● **What is expected**
Rewrite all of the records below as a numbered list, leaving out any blank lines.

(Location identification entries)
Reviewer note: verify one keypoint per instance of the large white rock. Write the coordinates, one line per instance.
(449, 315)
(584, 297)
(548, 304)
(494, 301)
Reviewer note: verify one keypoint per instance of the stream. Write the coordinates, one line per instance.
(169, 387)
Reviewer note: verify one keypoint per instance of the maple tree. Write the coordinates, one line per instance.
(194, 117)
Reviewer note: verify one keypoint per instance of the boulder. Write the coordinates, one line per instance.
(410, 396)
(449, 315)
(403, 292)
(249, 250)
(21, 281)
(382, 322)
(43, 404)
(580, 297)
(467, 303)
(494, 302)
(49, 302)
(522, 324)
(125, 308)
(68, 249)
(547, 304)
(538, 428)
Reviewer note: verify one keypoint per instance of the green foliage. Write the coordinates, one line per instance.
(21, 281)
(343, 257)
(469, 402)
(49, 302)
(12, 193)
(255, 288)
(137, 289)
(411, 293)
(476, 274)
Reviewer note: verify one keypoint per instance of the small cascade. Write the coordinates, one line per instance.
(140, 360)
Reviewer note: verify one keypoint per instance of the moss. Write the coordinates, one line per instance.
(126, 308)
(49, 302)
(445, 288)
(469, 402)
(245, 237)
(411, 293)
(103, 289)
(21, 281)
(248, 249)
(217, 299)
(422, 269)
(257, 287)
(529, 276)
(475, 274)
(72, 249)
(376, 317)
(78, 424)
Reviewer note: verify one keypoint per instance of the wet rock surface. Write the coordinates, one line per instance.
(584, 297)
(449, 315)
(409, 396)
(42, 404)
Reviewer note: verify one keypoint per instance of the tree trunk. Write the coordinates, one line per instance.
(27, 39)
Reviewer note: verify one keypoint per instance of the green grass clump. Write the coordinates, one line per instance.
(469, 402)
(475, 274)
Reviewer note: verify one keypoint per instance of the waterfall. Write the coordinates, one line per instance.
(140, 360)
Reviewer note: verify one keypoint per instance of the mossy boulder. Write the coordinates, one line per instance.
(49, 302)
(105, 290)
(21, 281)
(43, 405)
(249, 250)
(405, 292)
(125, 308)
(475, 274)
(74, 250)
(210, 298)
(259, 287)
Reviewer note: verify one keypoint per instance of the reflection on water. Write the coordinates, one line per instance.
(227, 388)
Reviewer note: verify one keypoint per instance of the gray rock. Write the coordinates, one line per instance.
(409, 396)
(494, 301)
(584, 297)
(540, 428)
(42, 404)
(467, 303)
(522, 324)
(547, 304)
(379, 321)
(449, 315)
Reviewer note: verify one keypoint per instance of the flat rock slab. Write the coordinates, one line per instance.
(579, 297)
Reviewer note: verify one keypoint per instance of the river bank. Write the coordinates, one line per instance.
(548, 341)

● **Written response**
1. Reviewer note: verify one keypoint per instance of the large white rock. Write the coordinates, one line per instance.
2. (449, 315)
3. (584, 297)
4. (548, 304)
5. (494, 301)
6. Reviewer note: verify one keypoint per instance of the stream. Write the coordinates, one line per instance.
7. (169, 387)
8. Reviewer note: verify one keypoint per instance of the maple tree. Write the coordinates, one line per instance.
9. (194, 117)
10. Reviewer note: verify one keypoint per instance of the boulder. Write the coordinates, one line per instance.
11. (410, 396)
12. (449, 315)
13. (403, 292)
14. (249, 250)
15. (21, 281)
16. (382, 322)
17. (43, 404)
18. (580, 297)
19. (467, 303)
20. (494, 302)
21. (49, 302)
22. (522, 324)
23. (125, 308)
24. (68, 249)
25. (547, 304)
26. (538, 428)
27. Reviewer note: verify one keypoint per instance of the green foliage. Write the coordinates, one line per instance.
28. (21, 281)
29. (343, 257)
30. (469, 402)
31. (49, 302)
32. (12, 193)
33. (255, 288)
34. (137, 289)
35. (411, 293)
36. (476, 274)
37. Reviewer note: verify one keypoint per instance of the small cascade. Write the coordinates, one line per instance.
38. (140, 360)
39. Reviewer note: verify one keypoint per instance of the moss. Write the coordinates, one line per instance.
40. (126, 308)
41. (49, 302)
42. (445, 288)
43. (469, 402)
44. (245, 237)
45. (411, 293)
46. (103, 289)
47. (21, 281)
48. (248, 249)
49. (217, 299)
50. (422, 269)
51. (257, 287)
52. (529, 276)
53. (475, 274)
54. (72, 249)
55. (376, 317)
56. (78, 424)
57. Reviewer note: verify one keypoint per instance of the wet rock surface. Write the coordinates, one line per instance.
58. (584, 297)
59. (449, 315)
60. (409, 396)
61. (42, 404)
62. Reviewer note: verify one keypoint per instance of the tree trunk. Write the coordinates, one line per instance.
63. (27, 39)
64. Reviewer note: verify one keypoint per instance of the green grass clump. Write the coordinates, one line per instance.
65. (469, 402)
66. (475, 274)
67. Reviewer note: verify one keypoint per instance of the waterfall. Write the coordinates, one line per instance.
68. (140, 360)
69. Reviewer note: verify one keypoint per instance of the mossy boulder. Write the coordinates, one line per instance.
70. (49, 302)
71. (105, 290)
72. (21, 281)
73. (43, 405)
74. (249, 250)
75. (405, 292)
76. (125, 308)
77. (475, 274)
78. (74, 250)
79. (210, 298)
80. (259, 287)
81. Reviewer note: verify one keypoint per instance of the reflection on water. Write the coordinates, one line per instance.
82. (227, 388)
83. Reviewer note: verify one keypoint per instance of the gray rock. Write the coordinates, one line per instance.
84. (409, 396)
85. (494, 301)
86. (584, 297)
87. (540, 428)
88. (42, 404)
89. (467, 303)
90. (522, 324)
91. (547, 304)
92. (379, 321)
93. (449, 315)
94. Reviewer note: verify one keypoint per instance of the flat rock slab. Write the coordinates, one line per instance.
95. (579, 297)
96. Reviewer note: verify one keypoint per instance of the river bank. Write the coordinates, one line per instance.
97. (548, 341)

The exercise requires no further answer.